## DATA
+===+
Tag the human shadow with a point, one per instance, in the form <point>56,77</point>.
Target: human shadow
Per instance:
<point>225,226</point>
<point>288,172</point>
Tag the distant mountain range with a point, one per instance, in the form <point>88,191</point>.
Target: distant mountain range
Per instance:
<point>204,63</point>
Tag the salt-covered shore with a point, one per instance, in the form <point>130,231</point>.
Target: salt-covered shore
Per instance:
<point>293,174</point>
+===+
## EXERCISE OBJECTIVE
Lines with the word "form" in them: report all of these from the listing above.

## WRITTEN SOLUTION
Tag the human shadow with a point, one per instance, in the form <point>56,77</point>.
Tag the distant mountain range with a point, one per instance, in the form <point>88,191</point>.
Tag the salt-covered shore with a point, one per instance, in the form <point>130,231</point>.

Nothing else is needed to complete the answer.